In the same week, the Danish government announced a second support package that will see more capital pumped into the domestic financial sector and the extension of the guarantee scheme for the issuance of medium-term loans by banks.

The UK government’s action follows the announcement that Royal Bank of Scotland is set to reveal the biggest loss in British corporate history. RBS executives were this week finalising a trading statement that is expected to show that the bank lost up to £28bn in 2008.

Bring down cost of lending

According to Alistair Darling, chancellor of the exchequer, the UK’s new £50bn lending fund will help to bring down borrowing costs. Mr Darling said the Bank of England would take ”security and assets” that will later be sold ”once the economy starts to improve”.

It is thought the scheme will allow banks to buy government protection for eligible assets – denominated in any currency - by paying a fee, most likely to be paid through the issue of preference shares to the government. The scheme will be detailed more fully by the end of February, says Mr Darling.

Banks will remain responsible for the first loss amount, and will also be liable for about 10% per cent of the residual loss. The government says it inserted this clause to ensure banks would “endeavor to keep losses to a minimum.”

Market commentators believe that the assets most likely to participate in the scheme are portfolios of commercial and residential property loans; structured credit assets, including certain asset-backed securities; and other corporate and leveraged loans. The scheme is expected to continue for at least five years.

US scheme expected too

Similar rescue packages are expected in other countries. Insiders in the new US administration say details of a comparable scheme are expected in the coming days. This follows a fresh capital injection of $20bn by the US government into Bank of America on 15 January, and a guarantee on most of a further $118bn of potential losses on toxic assets. The bank will absorb the first $10bn loss on a pool of $118bn of toxic assets and the Treasury and the FDIC will absorb the next $10bn. Beyond that, 90% of losses will be absorbed through a loan from the Federal Reserve.

The day before this latest package was announced, Bank of America unveiled a fourth quarter loss of $2.39bn and Merrill Lynch – the brokerage acquired by BofA earlier this month - revealed a Q4 loss of $15.31bn. The most recent bailout comes on top of $25bn that the bank received from the TARP fund last October; it has reawakened talk that the US government may have to come to Citi’s rescue for the third time in three months.

France turns to US lenders

In France the Société de Financement de l’Economie Francçaise (SFEF), established last October, believes that selling dollar-denominated debt will help to diversify its funding base. It is the first time France has sold government guaranteed bonds in dollars, and SFEF fundraising plans are part of a government initiative to provide up to €265bn in new loans to France’s banks to ease lending conditions. The SFEF will use an explicit state guarantee to raise debt of up to five years maturity and pass it on to banks at a commercial rate plus a 20 basis point fee.

▶ [DATA TO EXAMINE]:
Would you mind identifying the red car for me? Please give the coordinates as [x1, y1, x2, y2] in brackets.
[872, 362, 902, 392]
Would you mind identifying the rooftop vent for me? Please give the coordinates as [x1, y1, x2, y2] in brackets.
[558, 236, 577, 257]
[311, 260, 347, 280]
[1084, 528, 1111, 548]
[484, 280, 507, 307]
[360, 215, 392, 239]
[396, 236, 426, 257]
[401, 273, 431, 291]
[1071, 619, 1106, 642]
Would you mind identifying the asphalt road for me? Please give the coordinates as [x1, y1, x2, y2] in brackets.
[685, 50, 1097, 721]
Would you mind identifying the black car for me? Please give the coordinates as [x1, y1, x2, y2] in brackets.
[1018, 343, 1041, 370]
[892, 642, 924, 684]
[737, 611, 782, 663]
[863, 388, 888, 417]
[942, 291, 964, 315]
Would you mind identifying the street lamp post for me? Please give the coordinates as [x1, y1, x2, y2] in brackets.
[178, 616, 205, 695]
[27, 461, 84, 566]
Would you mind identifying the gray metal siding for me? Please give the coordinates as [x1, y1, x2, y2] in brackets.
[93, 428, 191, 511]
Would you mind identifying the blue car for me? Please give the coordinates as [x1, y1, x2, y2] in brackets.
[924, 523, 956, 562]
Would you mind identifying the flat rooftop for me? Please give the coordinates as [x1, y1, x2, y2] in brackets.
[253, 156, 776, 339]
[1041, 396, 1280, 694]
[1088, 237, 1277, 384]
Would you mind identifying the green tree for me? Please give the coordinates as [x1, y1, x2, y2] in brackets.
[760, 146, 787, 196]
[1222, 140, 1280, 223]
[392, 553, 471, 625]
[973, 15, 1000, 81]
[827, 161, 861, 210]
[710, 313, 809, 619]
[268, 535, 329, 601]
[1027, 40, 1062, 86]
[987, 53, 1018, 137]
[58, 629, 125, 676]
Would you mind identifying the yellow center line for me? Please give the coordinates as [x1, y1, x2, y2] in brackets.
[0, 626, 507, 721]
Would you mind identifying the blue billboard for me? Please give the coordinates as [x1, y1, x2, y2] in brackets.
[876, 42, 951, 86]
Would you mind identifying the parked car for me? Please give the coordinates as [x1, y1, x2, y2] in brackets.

▶ [YOUR TASKS]:
a – Please rewrite the bank rescue article from "US scheme expected" up to and including "the Federal Reserve.", changing "rescue packages" to "bailout packages".
b – Decide whether each statement agrees with the bank rescue article, answering yes or no and quoting the words that settle it.
(i) Royal Bank of Scotland's trading statement is expected to show a loss of up to £28bn in 2008.
(ii) The UK scheme is expected to continue for at least ten years.
(iii) Under the UK scheme, banks will remain responsible for the first loss amount.
The records play no part in the tasks.

▶ [ACTIVITY ANSWERS]:
a –
US scheme expected too

Similar bailout packages are expected in other countries. Insiders in the new US administration say details of a comparable scheme are expected in the coming days. This follows a fresh capital injection of $20bn by the US government into Bank of America on 15 January, and a guarantee on most of a further $118bn of potential losses on toxic assets. The bank will absorb the first $10bn loss on a pool of $118bn of toxic assets and the Treasury and the FDIC will absorb the next $10bn. Beyond that, 90% of losses will be absorbed through a loan from the Federal Reserve.

b –
(i) Yes: "the bank lost up to £28bn in 2008."
(ii) No: "The scheme is expected to continue for at least five years."
(iii) Yes: "Banks will remain responsible for the first loss amount"